Yang Diharapkan >>
Tuliskan kembali bagian dari kutipan tentang skema gross split migas, mulai dari "JagatBisnis.com – Dalam" sampai dengan "industri hulu migas.", tanpa mengubah satu kata pun.

Kutipan >>
JagatBisnis.com – Dalam upaya meningkatkan daya saing investasi di sektor hulu minyak dan gas bumi (migas), Kementerian Energi dan Sumber Daya Mineral (ESDM) telah menerbitkan Peraturan Menteri ESDM Nomor 13 Tahun 2024. Aturan baru ini, yang berlaku sejak 12 Agustus 2024, memperkenalkan skema kontrak bagi hasil gross split yang lebih sederhana dan fleksibel untuk industri hulu migas.
Aturan ini dirancang untuk menarik lebih banyak investor ke sektor hulu migas dengan menyederhanakan komponen variabel dan progresif dalam perhitungan bagi hasil. Jumlah komponen variabel kini dikurangi dari 10 menjadi 3, yaitu jumlah cadangan, lokasi lapangan, dan ketersediaan infrastruktur. Sementara itu, komponen progresif disederhanakan dari 3 menjadi 2, yaitu harga minyak bumi dan harga gas bumi.
Penyesuaian Persentase Bagi Hasil
Peraturan ini juga memberikan fleksibilitas bagi pemerintah untuk menyesuaikan persentase bagi hasil antara kontraktor dan negara. Berdasarkan Pasal 11, Menteri ESDM dapat memberikan tambahan persentase bagi hasil kepada kontraktor jika perhitungan komersialisasi lapangan tidak mencapai nilai keekonomian proyek. Sebaliknya, jika komersialisasi melebihi nilai keekonomian yang wajar, negara dapat memperoleh tambahan persentase bagi hasil.
Tambahan persentase ini dapat diberikan pada berbagai tahap pengembangan lapangan, termasuk persetujuan rencana pengembangan lapangan pertama (PoD I), perubahan PoD I, persetujuan atau perubahan PoD II, serta perpanjangan kontrak kerja sama.

Contoh pelabelan titik >>
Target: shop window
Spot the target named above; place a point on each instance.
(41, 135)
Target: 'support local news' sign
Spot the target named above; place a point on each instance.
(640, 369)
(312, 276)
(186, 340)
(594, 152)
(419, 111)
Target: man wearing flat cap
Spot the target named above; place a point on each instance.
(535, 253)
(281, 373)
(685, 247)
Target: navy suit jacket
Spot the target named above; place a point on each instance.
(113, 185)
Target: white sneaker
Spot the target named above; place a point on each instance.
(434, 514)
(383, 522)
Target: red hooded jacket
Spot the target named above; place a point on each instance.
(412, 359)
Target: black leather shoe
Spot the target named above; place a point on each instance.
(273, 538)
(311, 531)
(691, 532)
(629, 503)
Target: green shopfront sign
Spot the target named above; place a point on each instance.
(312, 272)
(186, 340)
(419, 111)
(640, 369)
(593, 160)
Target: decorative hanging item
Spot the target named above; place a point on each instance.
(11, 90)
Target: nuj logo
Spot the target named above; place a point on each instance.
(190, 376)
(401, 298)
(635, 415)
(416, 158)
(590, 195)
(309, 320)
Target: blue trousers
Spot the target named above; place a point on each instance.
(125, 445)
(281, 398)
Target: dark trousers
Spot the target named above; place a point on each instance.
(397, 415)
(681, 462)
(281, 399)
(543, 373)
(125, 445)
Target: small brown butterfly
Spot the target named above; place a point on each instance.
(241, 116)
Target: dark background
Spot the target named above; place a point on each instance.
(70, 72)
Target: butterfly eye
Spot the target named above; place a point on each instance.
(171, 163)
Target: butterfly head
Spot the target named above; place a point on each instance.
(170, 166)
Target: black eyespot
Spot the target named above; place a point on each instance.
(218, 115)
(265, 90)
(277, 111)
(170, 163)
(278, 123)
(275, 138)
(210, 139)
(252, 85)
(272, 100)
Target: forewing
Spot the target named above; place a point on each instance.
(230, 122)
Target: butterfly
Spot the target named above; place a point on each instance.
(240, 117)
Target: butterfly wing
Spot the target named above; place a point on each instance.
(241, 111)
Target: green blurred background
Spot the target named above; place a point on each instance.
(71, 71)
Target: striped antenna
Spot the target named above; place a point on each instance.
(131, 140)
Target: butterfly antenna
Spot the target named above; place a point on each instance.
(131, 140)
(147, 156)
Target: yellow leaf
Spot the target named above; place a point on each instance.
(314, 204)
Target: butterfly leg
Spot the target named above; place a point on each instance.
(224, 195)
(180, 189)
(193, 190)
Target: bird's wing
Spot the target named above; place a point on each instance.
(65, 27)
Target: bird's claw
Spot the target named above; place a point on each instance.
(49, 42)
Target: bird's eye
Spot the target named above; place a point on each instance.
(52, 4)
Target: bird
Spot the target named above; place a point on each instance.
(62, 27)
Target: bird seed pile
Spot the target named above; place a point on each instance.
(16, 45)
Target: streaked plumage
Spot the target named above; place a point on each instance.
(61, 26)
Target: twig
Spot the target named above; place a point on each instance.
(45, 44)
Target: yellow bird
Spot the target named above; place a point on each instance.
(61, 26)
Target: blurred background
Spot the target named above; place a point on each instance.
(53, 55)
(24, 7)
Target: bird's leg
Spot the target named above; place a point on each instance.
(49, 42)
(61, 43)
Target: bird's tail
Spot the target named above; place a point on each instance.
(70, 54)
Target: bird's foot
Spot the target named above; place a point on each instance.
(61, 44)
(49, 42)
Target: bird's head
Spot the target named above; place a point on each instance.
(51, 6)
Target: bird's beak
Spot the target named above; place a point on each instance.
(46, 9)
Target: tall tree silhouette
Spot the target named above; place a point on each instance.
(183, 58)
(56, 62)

Jawaban Berikut >>
JagatBisnis.com – Dalam upaya meningkatkan daya saing investasi di sektor hulu minyak dan gas bumi (migas), Kementerian Energi dan Sumber Daya Mineral (ESDM) telah menerbitkan Peraturan Menteri ESDM Nomor 13 Tahun 2024. Aturan baru ini, yang berlaku sejak 12 Agustus 2024, memperkenalkan skema kontrak bagi hasil gross split yang lebih sederhana dan fleksibel untuk industri hulu migas.